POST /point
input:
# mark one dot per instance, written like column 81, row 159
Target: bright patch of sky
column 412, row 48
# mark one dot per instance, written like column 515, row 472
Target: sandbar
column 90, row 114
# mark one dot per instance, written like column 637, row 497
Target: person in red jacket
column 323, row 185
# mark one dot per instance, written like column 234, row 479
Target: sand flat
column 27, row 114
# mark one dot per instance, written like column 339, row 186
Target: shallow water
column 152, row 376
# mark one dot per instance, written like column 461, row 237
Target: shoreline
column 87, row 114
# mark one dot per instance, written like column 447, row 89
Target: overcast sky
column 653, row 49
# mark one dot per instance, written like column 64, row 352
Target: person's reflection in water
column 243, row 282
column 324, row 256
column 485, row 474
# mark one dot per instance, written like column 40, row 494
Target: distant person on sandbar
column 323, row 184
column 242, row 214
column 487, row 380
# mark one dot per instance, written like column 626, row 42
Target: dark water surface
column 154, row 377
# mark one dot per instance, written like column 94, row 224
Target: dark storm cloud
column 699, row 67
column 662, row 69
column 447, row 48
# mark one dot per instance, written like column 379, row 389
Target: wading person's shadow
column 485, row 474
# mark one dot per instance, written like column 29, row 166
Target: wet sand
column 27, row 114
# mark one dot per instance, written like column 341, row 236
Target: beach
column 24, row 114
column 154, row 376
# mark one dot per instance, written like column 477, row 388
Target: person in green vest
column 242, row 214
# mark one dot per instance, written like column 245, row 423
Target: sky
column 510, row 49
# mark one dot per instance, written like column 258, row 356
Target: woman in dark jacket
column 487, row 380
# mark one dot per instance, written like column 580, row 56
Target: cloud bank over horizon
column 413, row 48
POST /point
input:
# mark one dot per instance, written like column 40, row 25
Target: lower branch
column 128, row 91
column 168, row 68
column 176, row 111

──────────────────────────────

### WHAT THE TASK ASKS
Rewrite all the lines above, changing each "sandbar" to "sandbank" and keeping everything else the same.

### REPLY
POST /point
input:
# mark one dot per instance, written like column 81, row 159
Target: bright patch of sky
column 412, row 48
# mark one dot per instance, written like column 515, row 472
Target: sandbank
column 90, row 114
# mark one dot per instance, written like column 637, row 497
Target: person in red jacket
column 323, row 185
# mark one dot per instance, written like column 234, row 479
Target: sand flat
column 27, row 114
# mark one dot per instance, written like column 339, row 186
Target: shallow water
column 152, row 376
# mark one dot per instance, written like column 461, row 237
Target: shoreline
column 87, row 114
# mark one dot per instance, written like column 447, row 89
Target: overcast sky
column 653, row 49
# mark one dot per instance, written like column 64, row 352
Target: person's reflection in water
column 243, row 282
column 324, row 256
column 485, row 474
# mark one dot per instance, written like column 40, row 494
Target: distant person on sandbank
column 323, row 184
column 242, row 214
column 487, row 380
# mark one dot per instance, written like column 626, row 42
Target: dark water surface
column 154, row 377
# mark one dot per instance, written like column 94, row 224
Target: dark storm cloud
column 699, row 67
column 662, row 69
column 447, row 48
# mark one dot per instance, written like column 379, row 389
Target: wading person's shadow
column 485, row 474
# mark one dot per instance, written like column 29, row 166
Target: wet sand
column 27, row 114
# mark one dot per instance, written like column 341, row 236
Target: beach
column 24, row 114
column 154, row 376
# mark one dot per instance, written like column 477, row 388
Target: person in green vest
column 242, row 214
# mark one dot per instance, written like column 245, row 423
Target: sky
column 510, row 49
# mark one dot per instance, written like column 258, row 356
Target: woman in dark jacket
column 487, row 380
# mark one dot per instance, written like column 580, row 56
Target: cloud bank over horizon
column 413, row 48
POST /point
input:
# mark one dot per instance, written like column 40, row 25
Target: lower branch
column 128, row 91
column 168, row 68
column 176, row 111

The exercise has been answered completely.